Stored entries:
┄┄┄┄┄┄┄┄┄┄

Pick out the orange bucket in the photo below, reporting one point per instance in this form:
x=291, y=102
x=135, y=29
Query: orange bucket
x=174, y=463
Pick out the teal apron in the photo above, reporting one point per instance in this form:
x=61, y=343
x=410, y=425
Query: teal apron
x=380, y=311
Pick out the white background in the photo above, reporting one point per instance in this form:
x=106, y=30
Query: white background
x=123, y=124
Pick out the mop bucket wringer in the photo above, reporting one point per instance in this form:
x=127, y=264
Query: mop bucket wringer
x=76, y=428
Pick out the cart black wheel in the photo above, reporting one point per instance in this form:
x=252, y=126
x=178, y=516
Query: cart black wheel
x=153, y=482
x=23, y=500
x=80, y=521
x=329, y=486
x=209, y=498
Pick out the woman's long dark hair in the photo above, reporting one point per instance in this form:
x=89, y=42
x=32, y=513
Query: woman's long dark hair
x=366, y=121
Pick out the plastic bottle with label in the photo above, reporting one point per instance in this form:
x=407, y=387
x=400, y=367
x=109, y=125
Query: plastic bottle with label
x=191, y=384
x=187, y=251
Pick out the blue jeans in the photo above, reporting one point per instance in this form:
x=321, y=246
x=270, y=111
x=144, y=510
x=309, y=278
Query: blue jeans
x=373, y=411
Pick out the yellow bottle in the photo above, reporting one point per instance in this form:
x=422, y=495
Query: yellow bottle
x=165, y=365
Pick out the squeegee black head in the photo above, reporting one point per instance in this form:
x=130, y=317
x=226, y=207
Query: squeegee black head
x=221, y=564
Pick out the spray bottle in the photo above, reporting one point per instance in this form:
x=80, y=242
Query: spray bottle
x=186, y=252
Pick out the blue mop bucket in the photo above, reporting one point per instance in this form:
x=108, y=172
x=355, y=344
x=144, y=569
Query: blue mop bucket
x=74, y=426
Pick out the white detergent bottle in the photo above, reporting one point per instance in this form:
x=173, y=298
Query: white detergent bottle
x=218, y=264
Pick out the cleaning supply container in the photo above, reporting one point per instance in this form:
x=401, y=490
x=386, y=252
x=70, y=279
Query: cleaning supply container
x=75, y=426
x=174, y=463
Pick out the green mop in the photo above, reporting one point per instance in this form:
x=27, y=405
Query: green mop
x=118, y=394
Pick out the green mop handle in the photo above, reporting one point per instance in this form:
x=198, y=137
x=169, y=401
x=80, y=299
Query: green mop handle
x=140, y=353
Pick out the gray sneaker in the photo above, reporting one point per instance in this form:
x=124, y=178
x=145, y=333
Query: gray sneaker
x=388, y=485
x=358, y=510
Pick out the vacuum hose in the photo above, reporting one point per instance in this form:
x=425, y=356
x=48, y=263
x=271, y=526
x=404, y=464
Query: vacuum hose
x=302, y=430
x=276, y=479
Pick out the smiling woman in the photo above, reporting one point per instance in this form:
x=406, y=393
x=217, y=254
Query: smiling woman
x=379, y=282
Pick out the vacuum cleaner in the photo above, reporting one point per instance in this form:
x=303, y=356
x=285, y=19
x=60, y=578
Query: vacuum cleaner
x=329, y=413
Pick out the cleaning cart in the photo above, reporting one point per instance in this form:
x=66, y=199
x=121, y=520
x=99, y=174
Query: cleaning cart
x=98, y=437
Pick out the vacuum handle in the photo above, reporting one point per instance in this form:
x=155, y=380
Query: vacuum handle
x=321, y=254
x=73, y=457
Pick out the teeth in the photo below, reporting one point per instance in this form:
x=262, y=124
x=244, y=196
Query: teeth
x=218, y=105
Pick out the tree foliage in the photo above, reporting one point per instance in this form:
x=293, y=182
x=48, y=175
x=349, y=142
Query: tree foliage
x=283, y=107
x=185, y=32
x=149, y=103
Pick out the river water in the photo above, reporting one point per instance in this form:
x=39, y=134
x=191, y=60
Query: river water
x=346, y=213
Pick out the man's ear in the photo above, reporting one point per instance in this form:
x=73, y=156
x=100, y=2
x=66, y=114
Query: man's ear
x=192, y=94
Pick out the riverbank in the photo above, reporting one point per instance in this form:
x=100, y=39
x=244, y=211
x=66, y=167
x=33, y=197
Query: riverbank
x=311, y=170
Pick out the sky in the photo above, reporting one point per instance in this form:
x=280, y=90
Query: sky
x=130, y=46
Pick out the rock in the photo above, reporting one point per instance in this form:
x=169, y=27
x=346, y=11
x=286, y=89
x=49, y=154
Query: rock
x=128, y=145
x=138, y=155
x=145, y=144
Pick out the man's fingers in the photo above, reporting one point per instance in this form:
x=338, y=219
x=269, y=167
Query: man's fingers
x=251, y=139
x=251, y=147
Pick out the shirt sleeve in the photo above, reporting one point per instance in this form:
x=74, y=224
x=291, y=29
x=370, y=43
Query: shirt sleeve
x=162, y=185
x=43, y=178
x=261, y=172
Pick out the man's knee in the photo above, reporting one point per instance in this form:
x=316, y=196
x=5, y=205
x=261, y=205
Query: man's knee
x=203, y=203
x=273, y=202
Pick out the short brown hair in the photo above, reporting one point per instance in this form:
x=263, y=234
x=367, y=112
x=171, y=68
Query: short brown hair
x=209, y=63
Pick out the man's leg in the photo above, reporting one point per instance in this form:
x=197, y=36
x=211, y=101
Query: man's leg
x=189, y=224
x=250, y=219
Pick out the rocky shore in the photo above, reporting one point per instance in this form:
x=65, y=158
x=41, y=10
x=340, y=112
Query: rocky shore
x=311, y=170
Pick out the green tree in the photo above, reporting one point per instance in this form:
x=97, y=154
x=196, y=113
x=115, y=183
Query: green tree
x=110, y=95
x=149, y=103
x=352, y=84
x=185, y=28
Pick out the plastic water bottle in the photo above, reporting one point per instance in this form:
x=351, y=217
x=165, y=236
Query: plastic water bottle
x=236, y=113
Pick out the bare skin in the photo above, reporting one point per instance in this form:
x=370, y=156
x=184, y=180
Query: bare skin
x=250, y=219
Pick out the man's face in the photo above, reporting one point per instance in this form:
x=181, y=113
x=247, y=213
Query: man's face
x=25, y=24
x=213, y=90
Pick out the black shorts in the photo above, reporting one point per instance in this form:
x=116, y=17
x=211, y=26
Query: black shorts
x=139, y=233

┄┄┄┄┄┄┄┄┄┄

## The task
Please copy out, unchanged, the stretch of the entries from the line containing "Pick out the black" through the end of the entries.

## Finished task
Pick out the black shorts in the photo above, reporting one point per instance in this form:
x=116, y=17
x=211, y=26
Query: black shorts
x=139, y=233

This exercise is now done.